Exercise details | Reproduce every line of the entries below in full, scaling each point coordinate by 2.45 and rounding it to a whole number, with halves rounded up.

[Lines of data]

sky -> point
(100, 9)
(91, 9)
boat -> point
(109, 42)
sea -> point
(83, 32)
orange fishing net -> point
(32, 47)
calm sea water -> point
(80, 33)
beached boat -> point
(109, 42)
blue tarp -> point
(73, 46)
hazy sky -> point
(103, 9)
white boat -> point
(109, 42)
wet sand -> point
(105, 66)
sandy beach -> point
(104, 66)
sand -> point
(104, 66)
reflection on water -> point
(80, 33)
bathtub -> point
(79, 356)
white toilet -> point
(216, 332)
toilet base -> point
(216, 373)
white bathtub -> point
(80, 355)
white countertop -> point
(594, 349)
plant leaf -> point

Result of this exercise |
sky -> point
(245, 22)
(223, 22)
boat -> point
(267, 103)
sea -> point
(203, 78)
orange fishing net -> point
(78, 115)
calm sea water -> point
(196, 81)
beached boat -> point
(267, 103)
blue tarp -> point
(179, 113)
hazy sky -> point
(252, 22)
white boat -> point
(267, 103)
wet sand -> point
(257, 162)
sandy beach -> point
(255, 162)
sand -> point
(255, 162)
reflection on water -> point
(196, 81)
bathtub -> point
(194, 872)
white toilet -> point
(529, 813)
toilet base -> point
(529, 914)
white bathtub -> point
(196, 870)
white countertop -> point
(1455, 855)
plant leaf -> point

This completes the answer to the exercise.